* TEXTO FORNECIDO:
########

Do número dos sacramentos

Em seguida devemos tratar do número dos sacramentos. E nesta questão discutem-se quatro artigos:

Art. 1 — Se devem ser sete os sacramentos.

O primeiro discute-se assim. — Parece que não devem ser sete os sacramentos.

1. — Pois, os sacramentos tiram a sua eficácia da virtude divina e da virtude da paixão de Cristo. Ora, uma só é a virtude divina, e uma só a paixão de Cristo; pois, no dizer do Apóstolo, com uma só oferenda fez perfeitos para sempre os que têm santificados. Logo, devia haver só um sacramento.

2. Demais. — O sacramento se ordena a sanar a falta do pecado. Ora, esta é dupla: a pena e a culpa. Logo, bastavam dois sacramentos.

3. Demais. — Os sacramentos são relativos aos atos da hierarquia eclesiástica, como está claro em Dionísio. Ora como diz ainda Dionísio, três são as ações hierárquicas: a purgação, a iluminação e a perfeição. Logo, não deve haver senão três sacramentos.

4. Demais. — Agostinho diz que os sacramentos da lei nova são em menor número que os da velha. Ora, na lei velha nenhum sacramento havia correspondente à confirmação e à extrema unção. Logo, não devem também estes ser contados entre os sacramentos da lei nova.

########

Entradas salvas:
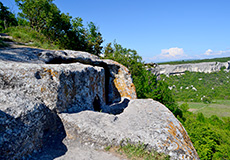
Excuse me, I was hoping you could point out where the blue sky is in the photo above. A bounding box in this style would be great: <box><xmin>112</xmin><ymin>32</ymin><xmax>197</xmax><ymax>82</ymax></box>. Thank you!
<box><xmin>1</xmin><ymin>0</ymin><xmax>230</xmax><ymax>62</ymax></box>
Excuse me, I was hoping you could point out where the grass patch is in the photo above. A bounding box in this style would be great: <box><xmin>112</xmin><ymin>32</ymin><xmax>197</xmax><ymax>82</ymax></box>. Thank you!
<box><xmin>179</xmin><ymin>100</ymin><xmax>230</xmax><ymax>119</ymax></box>
<box><xmin>105</xmin><ymin>140</ymin><xmax>170</xmax><ymax>160</ymax></box>
<box><xmin>0</xmin><ymin>38</ymin><xmax>8</xmax><ymax>48</ymax></box>
<box><xmin>4</xmin><ymin>26</ymin><xmax>59</xmax><ymax>50</ymax></box>
<box><xmin>158</xmin><ymin>57</ymin><xmax>230</xmax><ymax>65</ymax></box>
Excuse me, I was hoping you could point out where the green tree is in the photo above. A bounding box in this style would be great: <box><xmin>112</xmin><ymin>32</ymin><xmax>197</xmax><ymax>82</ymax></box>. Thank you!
<box><xmin>0</xmin><ymin>2</ymin><xmax>17</xmax><ymax>30</ymax></box>
<box><xmin>104</xmin><ymin>42</ymin><xmax>183</xmax><ymax>118</ymax></box>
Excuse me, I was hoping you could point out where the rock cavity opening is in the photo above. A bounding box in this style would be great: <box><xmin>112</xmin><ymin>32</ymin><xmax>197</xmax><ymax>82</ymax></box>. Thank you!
<box><xmin>93</xmin><ymin>95</ymin><xmax>101</xmax><ymax>112</ymax></box>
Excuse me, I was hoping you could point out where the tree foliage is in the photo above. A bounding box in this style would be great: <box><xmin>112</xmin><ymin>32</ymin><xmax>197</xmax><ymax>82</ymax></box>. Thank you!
<box><xmin>104</xmin><ymin>42</ymin><xmax>183</xmax><ymax>118</ymax></box>
<box><xmin>15</xmin><ymin>0</ymin><xmax>103</xmax><ymax>55</ymax></box>
<box><xmin>0</xmin><ymin>2</ymin><xmax>17</xmax><ymax>30</ymax></box>
<box><xmin>182</xmin><ymin>104</ymin><xmax>230</xmax><ymax>160</ymax></box>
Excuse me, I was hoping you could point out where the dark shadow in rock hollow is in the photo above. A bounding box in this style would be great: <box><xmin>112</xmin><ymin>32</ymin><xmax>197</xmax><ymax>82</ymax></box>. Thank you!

########

* O QUE SE PEDE:
Responda a estas perguntas sobre o texto a respeito do número dos sacramentos:
1. Quantos artigos se discutem nesta questão?
2. Em quais duas coisas se divide a falta do pecado, segundo o segundo argumento?
3. Quais são as três ações hierárquicas citadas de Dionísio?
A listagem não tem qualquer papel aqui.

* RESPOSTA ESCRITA:
1. Quatro.
2. A pena e a culpa.
3. A purgação, a iluminação e a perfeição.